→ **Task details**
Starting from the first line and stopping after the line with "[540,82,768,200]", copy these lines with "paper liner" swapped for "baking cup" and everything else left unchanged. Leave the pictures out of your copy.

— Begin Items —

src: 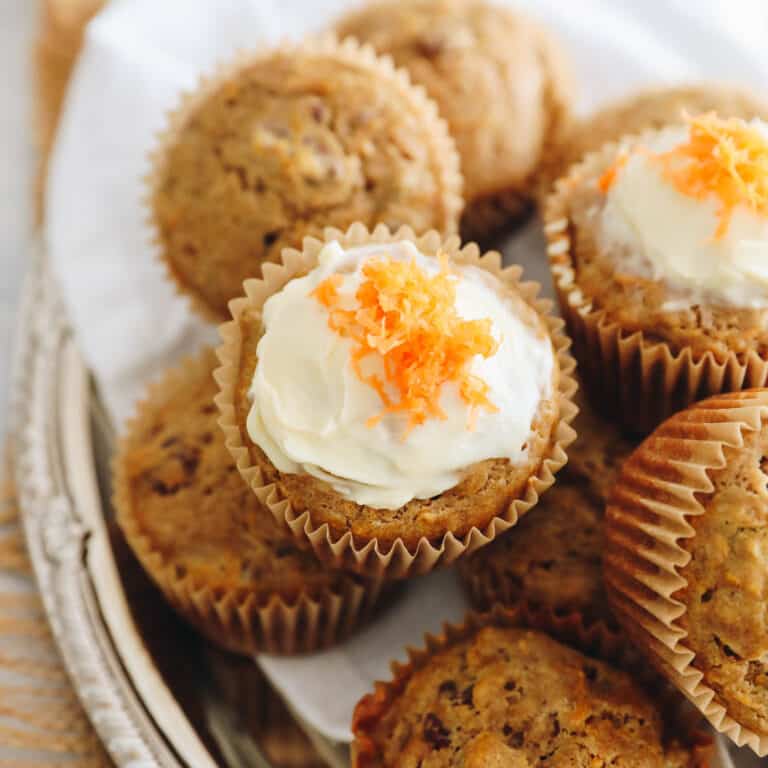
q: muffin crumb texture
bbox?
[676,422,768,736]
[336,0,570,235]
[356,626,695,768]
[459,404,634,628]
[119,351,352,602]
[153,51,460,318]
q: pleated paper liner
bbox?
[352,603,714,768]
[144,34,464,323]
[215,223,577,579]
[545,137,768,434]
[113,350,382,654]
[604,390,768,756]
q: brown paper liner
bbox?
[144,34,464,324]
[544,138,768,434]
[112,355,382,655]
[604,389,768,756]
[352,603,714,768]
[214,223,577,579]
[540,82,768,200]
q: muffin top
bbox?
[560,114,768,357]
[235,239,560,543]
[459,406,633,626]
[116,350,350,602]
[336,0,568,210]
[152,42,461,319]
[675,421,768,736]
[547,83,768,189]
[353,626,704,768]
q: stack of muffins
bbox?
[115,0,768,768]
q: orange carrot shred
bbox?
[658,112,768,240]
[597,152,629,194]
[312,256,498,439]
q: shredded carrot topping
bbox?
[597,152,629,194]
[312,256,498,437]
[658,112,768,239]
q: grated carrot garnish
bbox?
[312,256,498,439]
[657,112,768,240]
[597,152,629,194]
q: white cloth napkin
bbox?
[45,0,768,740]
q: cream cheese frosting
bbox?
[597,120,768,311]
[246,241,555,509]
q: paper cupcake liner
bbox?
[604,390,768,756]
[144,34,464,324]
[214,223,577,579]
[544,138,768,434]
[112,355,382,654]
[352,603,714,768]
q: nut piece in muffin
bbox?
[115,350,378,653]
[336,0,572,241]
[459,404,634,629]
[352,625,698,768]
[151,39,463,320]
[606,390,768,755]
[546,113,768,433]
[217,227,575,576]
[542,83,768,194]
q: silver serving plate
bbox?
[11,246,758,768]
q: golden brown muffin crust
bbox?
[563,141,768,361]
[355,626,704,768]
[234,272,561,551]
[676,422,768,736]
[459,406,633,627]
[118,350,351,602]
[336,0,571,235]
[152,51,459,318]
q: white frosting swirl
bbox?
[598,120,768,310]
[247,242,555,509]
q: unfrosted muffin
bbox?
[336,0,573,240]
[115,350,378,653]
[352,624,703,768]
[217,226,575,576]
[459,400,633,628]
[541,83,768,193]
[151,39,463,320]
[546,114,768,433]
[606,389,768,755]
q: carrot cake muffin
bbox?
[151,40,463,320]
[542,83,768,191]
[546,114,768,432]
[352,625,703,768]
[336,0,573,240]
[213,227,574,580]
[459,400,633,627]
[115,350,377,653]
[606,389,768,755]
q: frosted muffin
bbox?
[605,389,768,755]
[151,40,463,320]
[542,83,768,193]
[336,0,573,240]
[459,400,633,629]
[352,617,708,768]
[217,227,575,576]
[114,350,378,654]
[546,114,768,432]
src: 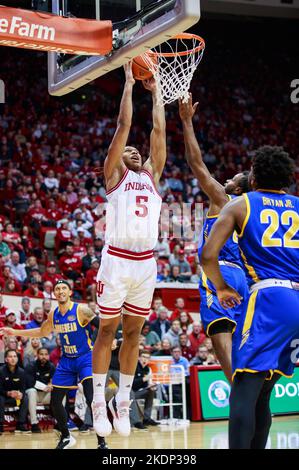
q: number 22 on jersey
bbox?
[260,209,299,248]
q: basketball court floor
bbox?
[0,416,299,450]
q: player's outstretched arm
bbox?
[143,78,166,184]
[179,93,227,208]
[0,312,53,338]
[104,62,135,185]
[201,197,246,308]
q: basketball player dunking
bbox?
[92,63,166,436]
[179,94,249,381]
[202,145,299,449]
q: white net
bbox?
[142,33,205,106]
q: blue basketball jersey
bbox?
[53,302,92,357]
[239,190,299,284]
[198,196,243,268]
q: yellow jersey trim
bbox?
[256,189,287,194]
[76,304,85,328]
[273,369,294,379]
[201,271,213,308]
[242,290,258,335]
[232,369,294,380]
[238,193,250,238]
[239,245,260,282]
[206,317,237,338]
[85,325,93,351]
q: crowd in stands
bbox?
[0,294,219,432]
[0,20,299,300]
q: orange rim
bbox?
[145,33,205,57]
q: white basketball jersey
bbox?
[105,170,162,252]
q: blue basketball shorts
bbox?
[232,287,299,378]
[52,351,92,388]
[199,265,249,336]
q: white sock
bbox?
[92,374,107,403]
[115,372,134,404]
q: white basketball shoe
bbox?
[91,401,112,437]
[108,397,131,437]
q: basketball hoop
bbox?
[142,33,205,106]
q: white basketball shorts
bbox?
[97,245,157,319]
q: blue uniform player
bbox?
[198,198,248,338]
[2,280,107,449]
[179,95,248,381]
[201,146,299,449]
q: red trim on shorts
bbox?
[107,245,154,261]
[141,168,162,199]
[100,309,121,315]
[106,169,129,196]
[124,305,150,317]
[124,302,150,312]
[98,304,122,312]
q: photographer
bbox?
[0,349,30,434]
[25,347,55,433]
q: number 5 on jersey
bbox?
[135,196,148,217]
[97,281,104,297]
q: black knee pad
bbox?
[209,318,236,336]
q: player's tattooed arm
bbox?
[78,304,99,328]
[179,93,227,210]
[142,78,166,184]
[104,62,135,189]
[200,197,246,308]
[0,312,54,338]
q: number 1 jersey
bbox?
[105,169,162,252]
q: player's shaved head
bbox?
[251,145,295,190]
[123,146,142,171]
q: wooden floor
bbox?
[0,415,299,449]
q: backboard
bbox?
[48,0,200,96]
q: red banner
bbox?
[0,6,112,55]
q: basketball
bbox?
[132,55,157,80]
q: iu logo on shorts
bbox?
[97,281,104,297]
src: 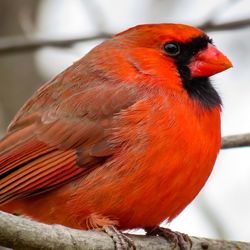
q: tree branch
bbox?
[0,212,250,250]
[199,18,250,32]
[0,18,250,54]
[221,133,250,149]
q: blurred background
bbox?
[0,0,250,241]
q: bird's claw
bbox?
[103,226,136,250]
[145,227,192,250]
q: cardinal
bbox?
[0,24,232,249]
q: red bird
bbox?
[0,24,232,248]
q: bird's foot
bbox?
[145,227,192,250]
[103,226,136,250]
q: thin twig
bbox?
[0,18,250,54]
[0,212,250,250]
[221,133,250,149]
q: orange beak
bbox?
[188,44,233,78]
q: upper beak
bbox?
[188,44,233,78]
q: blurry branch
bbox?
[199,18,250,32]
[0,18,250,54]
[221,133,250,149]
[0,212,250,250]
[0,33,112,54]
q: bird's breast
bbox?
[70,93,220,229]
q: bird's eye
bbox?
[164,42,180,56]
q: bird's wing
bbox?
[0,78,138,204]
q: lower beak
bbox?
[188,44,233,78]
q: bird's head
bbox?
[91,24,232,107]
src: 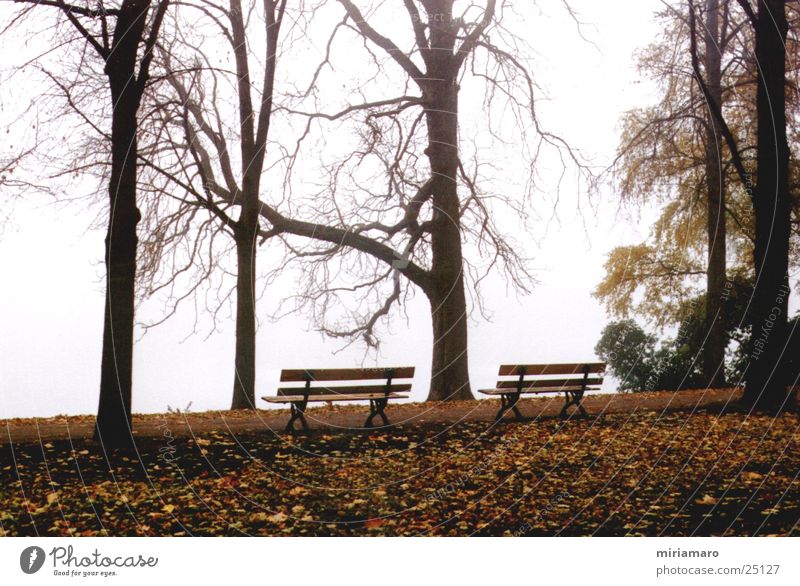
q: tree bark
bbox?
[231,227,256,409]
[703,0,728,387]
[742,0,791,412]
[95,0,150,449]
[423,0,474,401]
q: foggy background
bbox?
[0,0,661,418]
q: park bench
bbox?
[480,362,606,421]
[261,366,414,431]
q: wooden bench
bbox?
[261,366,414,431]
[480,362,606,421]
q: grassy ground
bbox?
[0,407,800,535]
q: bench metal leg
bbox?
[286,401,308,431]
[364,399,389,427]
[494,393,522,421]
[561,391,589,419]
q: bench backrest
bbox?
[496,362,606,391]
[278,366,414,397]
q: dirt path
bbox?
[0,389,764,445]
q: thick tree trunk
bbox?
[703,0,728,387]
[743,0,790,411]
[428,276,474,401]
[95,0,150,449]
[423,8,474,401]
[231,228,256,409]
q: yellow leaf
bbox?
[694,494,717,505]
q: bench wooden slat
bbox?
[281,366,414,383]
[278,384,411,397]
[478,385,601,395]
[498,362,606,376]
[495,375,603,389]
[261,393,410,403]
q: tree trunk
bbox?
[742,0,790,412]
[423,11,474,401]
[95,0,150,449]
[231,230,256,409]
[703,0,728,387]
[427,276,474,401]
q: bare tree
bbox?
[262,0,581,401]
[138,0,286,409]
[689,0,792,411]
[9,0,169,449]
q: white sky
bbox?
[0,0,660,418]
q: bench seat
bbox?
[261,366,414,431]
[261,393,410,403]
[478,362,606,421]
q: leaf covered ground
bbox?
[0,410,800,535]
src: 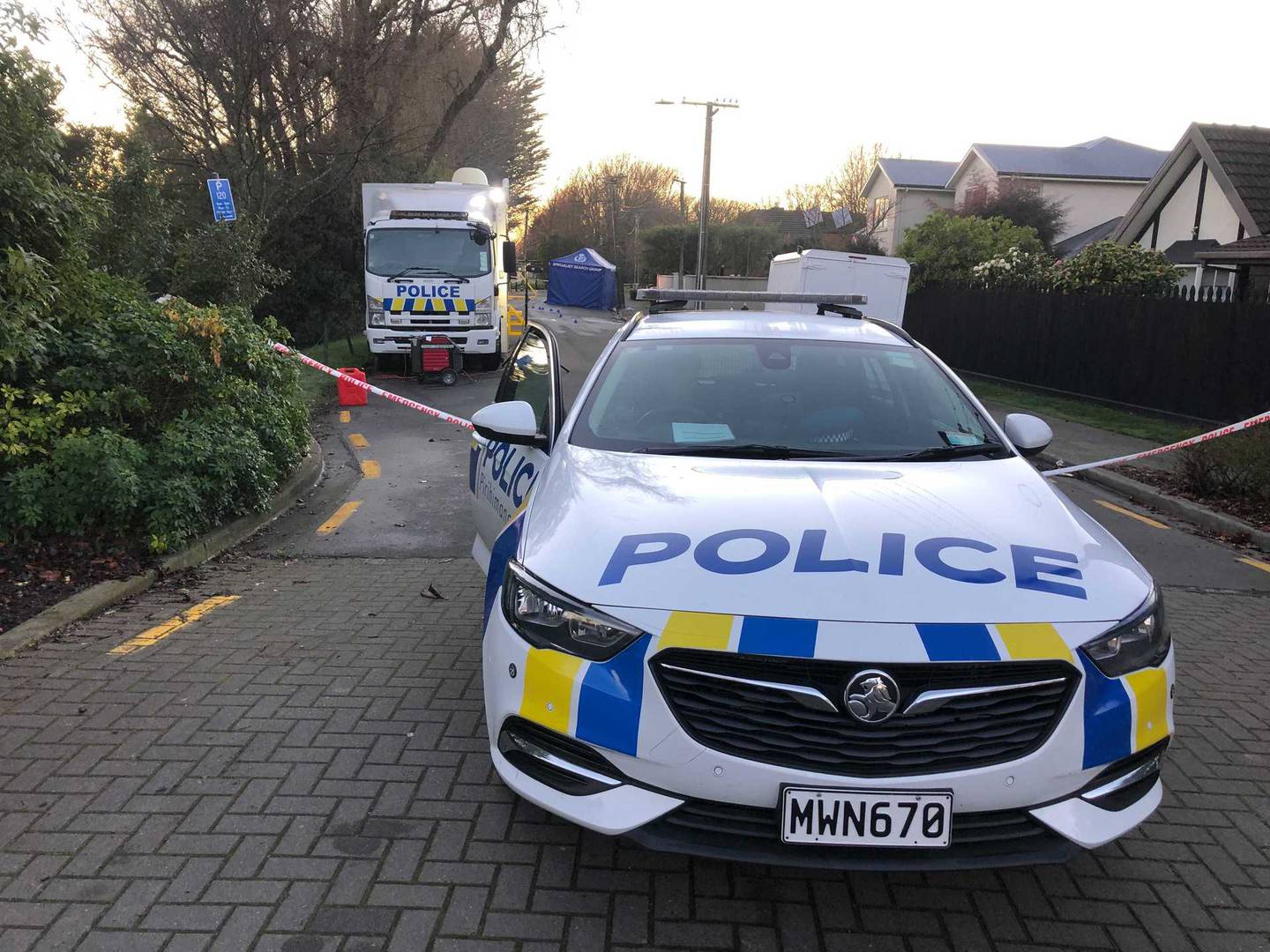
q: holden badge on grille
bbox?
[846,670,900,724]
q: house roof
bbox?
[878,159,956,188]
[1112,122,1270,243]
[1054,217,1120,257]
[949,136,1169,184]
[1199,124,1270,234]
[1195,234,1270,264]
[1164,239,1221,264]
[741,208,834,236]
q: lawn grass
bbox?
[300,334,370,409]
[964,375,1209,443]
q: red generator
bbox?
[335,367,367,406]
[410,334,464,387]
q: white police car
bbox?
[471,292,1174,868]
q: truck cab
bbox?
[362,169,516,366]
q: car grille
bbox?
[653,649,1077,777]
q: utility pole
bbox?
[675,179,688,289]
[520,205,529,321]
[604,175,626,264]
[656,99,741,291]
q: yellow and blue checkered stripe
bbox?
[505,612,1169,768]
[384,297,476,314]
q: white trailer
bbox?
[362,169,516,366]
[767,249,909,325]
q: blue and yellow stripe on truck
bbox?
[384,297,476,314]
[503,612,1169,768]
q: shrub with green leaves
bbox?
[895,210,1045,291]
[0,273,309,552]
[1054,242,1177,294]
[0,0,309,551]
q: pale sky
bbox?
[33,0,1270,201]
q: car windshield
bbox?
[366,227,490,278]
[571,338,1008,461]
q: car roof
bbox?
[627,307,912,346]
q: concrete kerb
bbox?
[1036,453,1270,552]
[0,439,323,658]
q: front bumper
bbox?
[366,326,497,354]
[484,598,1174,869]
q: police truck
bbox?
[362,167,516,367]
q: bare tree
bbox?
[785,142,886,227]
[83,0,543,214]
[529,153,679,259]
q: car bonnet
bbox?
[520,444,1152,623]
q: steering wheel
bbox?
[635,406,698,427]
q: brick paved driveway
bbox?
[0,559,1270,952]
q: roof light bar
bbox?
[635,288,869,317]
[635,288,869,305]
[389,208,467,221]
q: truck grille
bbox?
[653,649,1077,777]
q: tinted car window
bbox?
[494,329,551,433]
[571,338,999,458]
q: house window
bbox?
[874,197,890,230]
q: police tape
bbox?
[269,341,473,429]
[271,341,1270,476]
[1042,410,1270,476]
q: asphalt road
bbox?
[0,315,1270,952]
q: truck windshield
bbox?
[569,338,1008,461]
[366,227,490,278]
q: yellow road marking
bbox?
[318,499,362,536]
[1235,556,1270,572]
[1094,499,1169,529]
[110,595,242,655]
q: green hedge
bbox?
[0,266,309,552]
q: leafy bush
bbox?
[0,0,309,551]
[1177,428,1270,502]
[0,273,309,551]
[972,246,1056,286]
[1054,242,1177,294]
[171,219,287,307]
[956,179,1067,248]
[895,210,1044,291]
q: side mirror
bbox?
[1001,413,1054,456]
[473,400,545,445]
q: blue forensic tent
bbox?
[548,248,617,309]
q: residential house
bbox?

— End Items —

→ **Result of this task**
src: 
q: muffin crumb texture
bbox?
[676,422,768,736]
[336,0,570,235]
[356,626,695,768]
[459,404,634,628]
[119,351,352,602]
[153,51,460,318]
q: pleated baking cup
bbox?
[352,603,714,768]
[144,34,464,323]
[215,223,577,579]
[545,137,768,434]
[113,350,382,654]
[604,390,768,756]
q: brown baking cup
bbox?
[144,34,464,324]
[544,138,768,434]
[112,355,382,655]
[604,389,768,756]
[352,603,714,768]
[214,223,577,579]
[540,82,768,200]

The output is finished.